(MATERIAL FOR THE TASK)
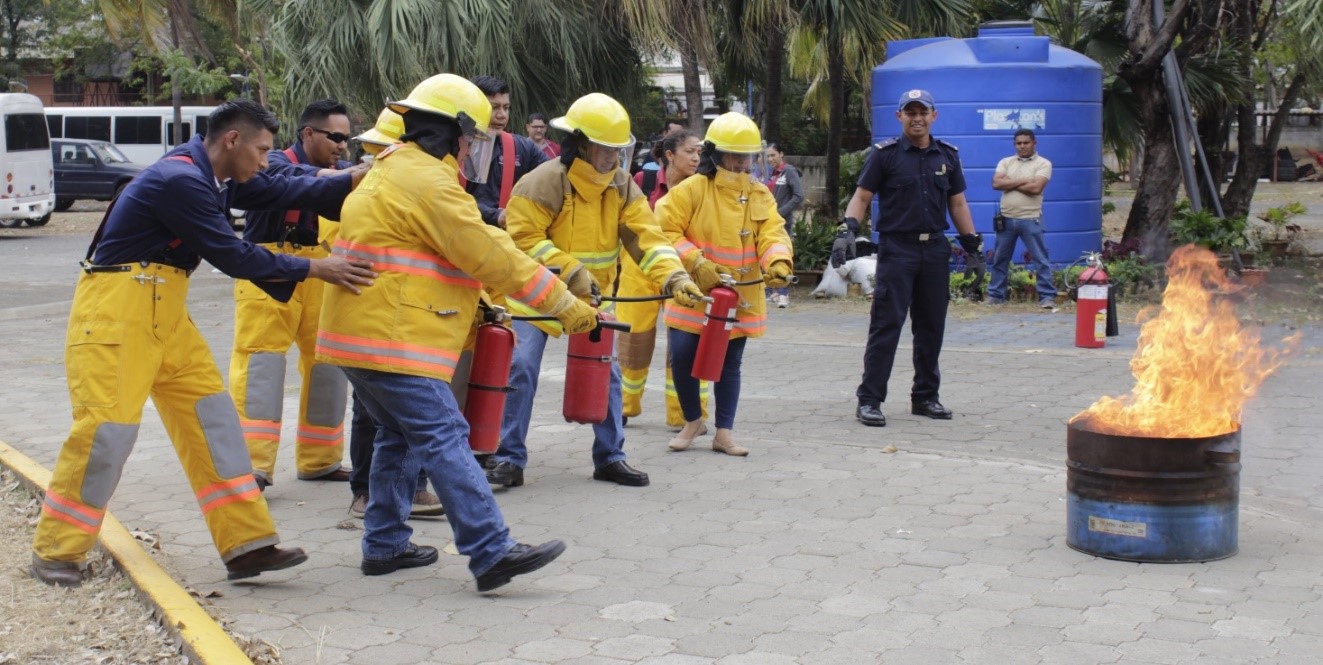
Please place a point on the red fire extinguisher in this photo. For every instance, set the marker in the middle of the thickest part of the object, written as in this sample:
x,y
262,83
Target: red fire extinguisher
x,y
1092,307
716,333
488,381
588,373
(End MATERIAL FOR THE TASK)
BRIEF:
Your answer is all of the records restated word for word, pictures excluded.

RESULT OF THE TASK:
Please place a point on the red fire extinguisher in this photo. For every instance, set the marker in the middle of the thickest part of the object, written as in this sample:
x,y
262,83
Target: red fire extinguisher
x,y
1092,307
716,333
488,381
588,373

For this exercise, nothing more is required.